#### What is asked:
Convert the lines below into a JSON list of strings, with one string per line and any blank lines omitted.

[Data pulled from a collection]
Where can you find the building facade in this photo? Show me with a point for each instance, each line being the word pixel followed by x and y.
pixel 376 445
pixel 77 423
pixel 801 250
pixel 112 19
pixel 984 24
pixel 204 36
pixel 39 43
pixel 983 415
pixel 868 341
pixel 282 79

#### Exercise solution:
[
  "Where can you find the building facade in this photo? Show me with a point for each instance, each line being the word pixel followed by x and y.",
  "pixel 376 445",
  "pixel 77 423",
  "pixel 801 250",
  "pixel 112 19",
  "pixel 984 24",
  "pixel 204 36",
  "pixel 39 43",
  "pixel 983 415",
  "pixel 868 341",
  "pixel 282 79"
]